**Your instructions**
Locate every line in the listing below that contains the string "shrub". Copy each such line in full.

**Working data**
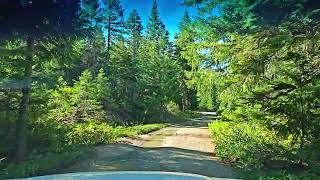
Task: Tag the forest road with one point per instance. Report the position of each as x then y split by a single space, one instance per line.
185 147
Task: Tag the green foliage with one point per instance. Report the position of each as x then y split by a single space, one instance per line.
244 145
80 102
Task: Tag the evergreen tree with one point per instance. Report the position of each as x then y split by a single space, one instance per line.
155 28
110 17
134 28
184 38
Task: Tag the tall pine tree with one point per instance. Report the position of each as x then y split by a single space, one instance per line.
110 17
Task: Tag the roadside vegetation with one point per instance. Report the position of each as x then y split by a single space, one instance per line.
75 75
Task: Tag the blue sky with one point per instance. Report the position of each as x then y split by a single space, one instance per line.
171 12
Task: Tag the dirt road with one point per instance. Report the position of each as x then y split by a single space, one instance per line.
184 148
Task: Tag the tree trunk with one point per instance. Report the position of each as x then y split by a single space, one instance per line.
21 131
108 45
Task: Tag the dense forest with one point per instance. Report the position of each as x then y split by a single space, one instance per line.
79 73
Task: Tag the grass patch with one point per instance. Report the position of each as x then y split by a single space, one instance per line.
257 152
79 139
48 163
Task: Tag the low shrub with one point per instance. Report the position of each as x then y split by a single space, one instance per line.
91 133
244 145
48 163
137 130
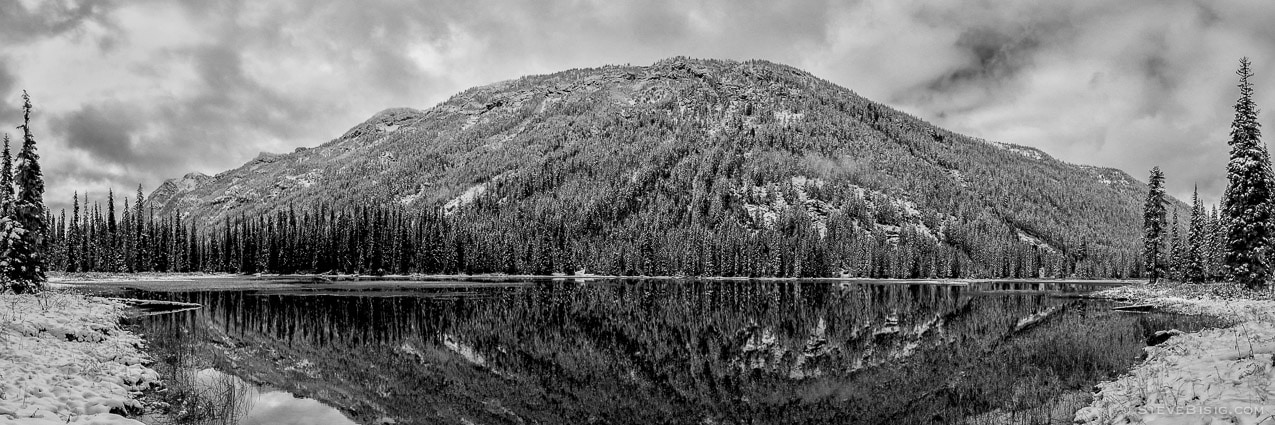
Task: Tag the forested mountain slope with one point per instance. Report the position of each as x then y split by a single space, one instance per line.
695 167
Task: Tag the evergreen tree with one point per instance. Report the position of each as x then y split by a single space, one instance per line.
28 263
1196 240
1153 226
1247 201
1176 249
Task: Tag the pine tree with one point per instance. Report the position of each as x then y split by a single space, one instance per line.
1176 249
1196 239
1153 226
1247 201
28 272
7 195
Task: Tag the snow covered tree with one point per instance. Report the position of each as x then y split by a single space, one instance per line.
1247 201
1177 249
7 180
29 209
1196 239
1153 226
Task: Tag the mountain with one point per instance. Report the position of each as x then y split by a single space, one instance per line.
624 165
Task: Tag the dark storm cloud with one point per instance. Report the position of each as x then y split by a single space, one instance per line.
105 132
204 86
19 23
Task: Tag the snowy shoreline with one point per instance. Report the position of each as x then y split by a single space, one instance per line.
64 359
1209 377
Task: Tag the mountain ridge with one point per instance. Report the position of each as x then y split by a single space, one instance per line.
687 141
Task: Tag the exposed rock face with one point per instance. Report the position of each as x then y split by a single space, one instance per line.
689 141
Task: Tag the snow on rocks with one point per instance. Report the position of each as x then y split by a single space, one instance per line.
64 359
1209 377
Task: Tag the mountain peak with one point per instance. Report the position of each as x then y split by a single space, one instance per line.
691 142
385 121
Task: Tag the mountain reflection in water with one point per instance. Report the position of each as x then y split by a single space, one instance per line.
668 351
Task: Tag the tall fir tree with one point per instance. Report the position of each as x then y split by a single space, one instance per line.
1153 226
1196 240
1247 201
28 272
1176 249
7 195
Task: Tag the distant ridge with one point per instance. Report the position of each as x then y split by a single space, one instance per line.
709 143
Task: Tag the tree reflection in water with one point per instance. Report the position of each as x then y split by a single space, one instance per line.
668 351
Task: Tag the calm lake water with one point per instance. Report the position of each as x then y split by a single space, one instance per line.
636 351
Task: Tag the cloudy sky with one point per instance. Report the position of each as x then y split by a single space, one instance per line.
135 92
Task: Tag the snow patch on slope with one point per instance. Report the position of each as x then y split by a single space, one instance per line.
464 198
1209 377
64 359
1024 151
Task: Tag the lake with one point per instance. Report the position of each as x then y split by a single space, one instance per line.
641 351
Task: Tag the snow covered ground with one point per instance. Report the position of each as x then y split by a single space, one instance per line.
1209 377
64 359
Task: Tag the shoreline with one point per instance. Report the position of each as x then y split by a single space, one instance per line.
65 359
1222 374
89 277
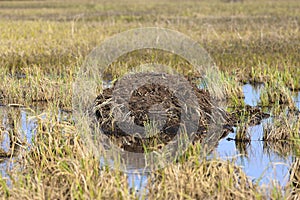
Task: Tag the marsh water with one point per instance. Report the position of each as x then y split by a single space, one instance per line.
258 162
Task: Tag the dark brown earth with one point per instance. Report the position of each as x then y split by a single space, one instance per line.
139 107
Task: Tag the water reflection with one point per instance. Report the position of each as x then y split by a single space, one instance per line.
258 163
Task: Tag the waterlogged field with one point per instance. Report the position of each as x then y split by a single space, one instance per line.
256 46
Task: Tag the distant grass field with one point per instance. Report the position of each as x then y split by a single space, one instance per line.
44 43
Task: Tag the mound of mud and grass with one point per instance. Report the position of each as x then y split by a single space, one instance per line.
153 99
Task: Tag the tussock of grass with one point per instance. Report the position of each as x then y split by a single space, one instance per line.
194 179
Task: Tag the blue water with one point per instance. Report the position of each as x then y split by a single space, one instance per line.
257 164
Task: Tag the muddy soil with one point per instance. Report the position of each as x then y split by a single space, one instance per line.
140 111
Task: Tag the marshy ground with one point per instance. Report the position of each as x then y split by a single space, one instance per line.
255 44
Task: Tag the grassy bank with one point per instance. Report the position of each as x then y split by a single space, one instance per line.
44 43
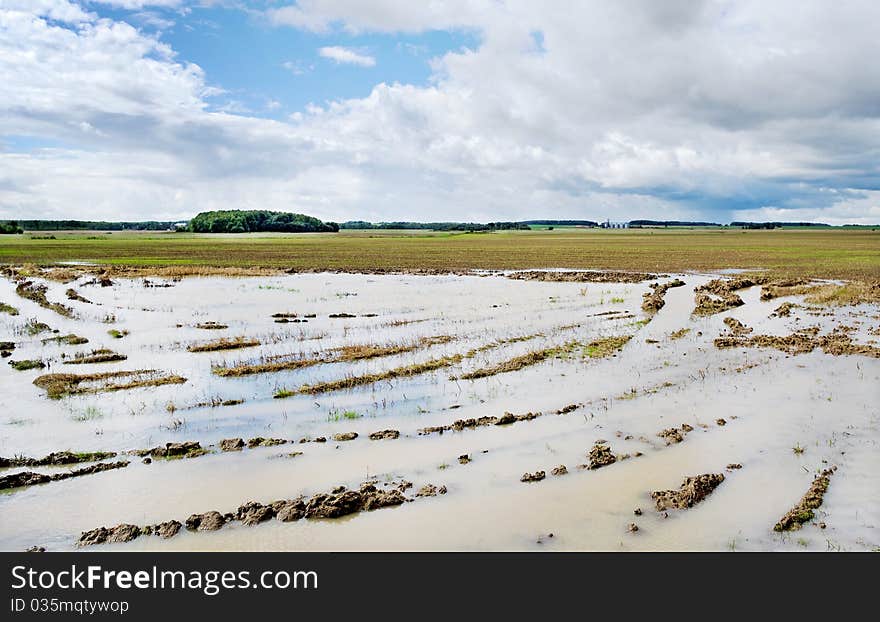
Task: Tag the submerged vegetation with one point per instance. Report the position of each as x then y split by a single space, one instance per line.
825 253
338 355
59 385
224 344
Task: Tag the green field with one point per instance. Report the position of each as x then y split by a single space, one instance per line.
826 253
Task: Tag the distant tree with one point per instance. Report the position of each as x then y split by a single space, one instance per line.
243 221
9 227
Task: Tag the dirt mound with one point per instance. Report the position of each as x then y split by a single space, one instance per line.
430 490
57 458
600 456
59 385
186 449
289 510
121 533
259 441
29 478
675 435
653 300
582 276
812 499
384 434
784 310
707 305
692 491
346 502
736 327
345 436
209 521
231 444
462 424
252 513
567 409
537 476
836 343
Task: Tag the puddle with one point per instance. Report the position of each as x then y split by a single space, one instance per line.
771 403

--

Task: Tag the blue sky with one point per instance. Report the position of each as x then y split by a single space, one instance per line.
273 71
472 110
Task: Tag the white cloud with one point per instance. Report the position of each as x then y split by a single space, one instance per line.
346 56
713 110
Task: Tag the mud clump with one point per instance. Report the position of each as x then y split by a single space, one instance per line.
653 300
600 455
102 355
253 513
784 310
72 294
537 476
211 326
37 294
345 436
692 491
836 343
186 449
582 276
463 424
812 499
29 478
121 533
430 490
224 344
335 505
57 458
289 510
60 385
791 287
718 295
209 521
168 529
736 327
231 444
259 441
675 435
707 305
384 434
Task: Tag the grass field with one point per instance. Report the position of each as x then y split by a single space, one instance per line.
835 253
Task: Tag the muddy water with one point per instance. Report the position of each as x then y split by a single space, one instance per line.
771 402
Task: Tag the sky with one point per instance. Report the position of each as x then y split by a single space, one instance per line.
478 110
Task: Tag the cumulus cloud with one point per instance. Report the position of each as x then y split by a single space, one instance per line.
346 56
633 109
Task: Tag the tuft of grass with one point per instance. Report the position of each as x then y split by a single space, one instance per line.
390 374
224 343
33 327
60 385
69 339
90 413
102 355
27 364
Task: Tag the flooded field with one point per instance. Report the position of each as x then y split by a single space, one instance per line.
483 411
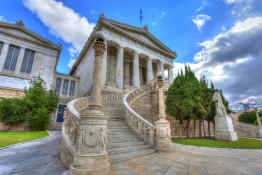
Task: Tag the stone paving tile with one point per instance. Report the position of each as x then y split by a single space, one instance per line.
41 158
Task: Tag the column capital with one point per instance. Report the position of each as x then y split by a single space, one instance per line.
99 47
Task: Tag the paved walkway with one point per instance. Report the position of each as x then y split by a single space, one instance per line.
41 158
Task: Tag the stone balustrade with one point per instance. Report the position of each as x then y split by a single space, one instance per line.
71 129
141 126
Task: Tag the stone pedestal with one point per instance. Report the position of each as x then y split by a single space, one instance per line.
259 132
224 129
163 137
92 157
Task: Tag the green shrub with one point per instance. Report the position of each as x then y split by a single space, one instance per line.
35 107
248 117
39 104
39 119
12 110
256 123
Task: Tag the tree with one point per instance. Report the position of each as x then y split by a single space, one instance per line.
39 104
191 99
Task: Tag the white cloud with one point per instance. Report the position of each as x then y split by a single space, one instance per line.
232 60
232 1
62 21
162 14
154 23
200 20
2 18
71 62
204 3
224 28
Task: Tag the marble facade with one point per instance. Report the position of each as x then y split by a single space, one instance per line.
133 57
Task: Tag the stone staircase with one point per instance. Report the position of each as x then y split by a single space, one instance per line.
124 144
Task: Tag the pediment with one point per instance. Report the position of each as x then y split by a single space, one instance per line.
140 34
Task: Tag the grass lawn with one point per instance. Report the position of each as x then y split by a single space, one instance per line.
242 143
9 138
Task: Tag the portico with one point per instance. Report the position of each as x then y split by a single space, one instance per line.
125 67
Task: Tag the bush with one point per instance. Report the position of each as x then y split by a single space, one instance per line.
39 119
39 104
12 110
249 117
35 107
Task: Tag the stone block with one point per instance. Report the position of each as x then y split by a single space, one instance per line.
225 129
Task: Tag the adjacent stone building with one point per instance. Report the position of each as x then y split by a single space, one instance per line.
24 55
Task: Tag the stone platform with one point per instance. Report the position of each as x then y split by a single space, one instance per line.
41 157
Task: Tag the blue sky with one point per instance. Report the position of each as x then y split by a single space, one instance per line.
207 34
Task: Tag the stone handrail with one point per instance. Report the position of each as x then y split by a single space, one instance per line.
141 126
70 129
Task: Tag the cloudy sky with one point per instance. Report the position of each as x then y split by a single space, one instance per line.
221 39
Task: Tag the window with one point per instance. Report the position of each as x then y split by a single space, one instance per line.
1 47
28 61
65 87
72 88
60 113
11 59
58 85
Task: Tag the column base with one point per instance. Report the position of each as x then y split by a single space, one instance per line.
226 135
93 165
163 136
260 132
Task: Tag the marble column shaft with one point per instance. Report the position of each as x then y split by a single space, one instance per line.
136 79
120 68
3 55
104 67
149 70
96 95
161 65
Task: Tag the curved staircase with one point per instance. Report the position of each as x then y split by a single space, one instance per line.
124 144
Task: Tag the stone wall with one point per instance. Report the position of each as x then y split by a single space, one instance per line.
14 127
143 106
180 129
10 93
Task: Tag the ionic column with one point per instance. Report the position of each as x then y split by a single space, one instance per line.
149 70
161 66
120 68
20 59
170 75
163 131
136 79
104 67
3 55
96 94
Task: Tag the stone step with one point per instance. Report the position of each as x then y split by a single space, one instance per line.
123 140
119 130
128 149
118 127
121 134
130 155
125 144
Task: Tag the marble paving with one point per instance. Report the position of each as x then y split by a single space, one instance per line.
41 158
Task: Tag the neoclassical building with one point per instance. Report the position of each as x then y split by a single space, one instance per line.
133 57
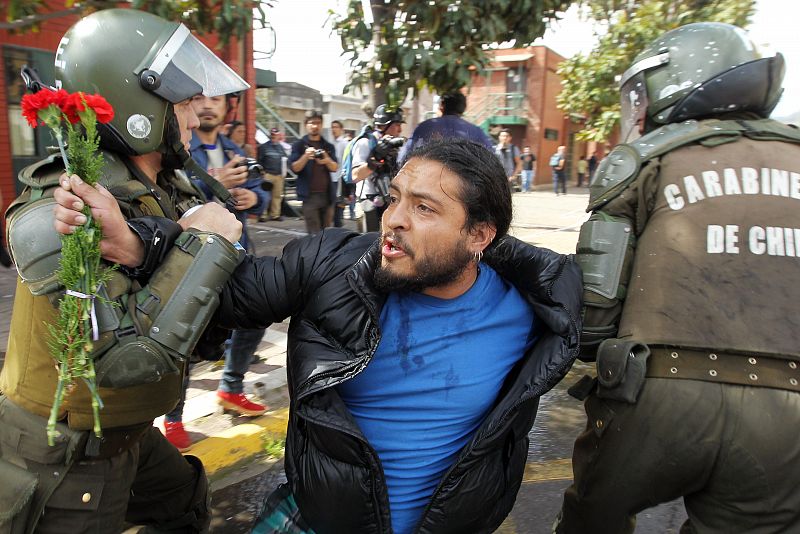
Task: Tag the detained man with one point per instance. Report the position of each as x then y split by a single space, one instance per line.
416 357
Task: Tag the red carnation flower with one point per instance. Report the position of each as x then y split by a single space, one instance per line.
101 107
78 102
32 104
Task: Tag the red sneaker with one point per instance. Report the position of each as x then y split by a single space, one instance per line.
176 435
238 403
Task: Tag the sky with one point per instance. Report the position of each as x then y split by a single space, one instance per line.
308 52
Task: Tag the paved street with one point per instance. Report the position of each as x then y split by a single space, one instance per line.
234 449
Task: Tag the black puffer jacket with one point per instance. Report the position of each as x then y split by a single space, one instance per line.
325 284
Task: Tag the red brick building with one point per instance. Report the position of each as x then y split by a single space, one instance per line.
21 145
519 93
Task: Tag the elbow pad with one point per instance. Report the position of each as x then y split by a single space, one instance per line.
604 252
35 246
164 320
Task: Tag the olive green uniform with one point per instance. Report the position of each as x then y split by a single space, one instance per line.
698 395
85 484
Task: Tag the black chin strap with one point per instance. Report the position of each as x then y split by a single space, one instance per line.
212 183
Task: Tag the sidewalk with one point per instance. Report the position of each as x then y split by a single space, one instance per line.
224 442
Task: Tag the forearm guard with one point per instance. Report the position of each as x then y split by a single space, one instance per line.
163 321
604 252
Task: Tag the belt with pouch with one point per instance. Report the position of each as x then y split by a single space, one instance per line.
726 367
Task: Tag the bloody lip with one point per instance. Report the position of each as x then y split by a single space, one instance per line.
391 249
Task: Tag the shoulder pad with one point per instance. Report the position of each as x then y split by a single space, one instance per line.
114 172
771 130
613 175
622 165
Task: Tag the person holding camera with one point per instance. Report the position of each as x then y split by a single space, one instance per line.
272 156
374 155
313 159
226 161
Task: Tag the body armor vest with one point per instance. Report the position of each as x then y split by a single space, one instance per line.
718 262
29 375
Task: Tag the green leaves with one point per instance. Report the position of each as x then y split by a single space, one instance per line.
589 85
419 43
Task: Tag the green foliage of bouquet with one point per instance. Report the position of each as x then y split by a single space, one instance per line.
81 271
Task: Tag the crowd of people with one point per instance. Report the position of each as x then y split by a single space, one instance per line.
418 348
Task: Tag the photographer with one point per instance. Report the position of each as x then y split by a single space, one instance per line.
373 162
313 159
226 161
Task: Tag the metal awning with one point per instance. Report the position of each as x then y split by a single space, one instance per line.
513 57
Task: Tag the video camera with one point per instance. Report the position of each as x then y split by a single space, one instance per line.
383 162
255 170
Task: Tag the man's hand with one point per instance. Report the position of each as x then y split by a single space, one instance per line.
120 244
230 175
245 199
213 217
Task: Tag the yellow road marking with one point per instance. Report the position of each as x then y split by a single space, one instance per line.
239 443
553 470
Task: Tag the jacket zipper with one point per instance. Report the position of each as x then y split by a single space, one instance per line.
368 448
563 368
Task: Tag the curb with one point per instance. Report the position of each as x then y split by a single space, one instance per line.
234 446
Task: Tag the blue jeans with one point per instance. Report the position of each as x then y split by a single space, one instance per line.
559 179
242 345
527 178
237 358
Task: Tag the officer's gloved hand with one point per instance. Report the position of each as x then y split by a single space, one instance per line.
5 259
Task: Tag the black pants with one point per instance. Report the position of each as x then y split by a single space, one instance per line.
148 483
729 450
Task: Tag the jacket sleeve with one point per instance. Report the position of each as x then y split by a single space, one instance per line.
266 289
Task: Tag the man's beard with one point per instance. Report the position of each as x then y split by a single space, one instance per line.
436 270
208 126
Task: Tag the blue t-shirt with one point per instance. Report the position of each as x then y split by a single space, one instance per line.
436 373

**Response to this task**
Task: Tag the low shrub with one point per instance. Report the position of each as x then y split by a single space, one instance per line.
Task: Tag the green shrub with one point per instance. Report the position of each as x then y split by a single space, one instance per line.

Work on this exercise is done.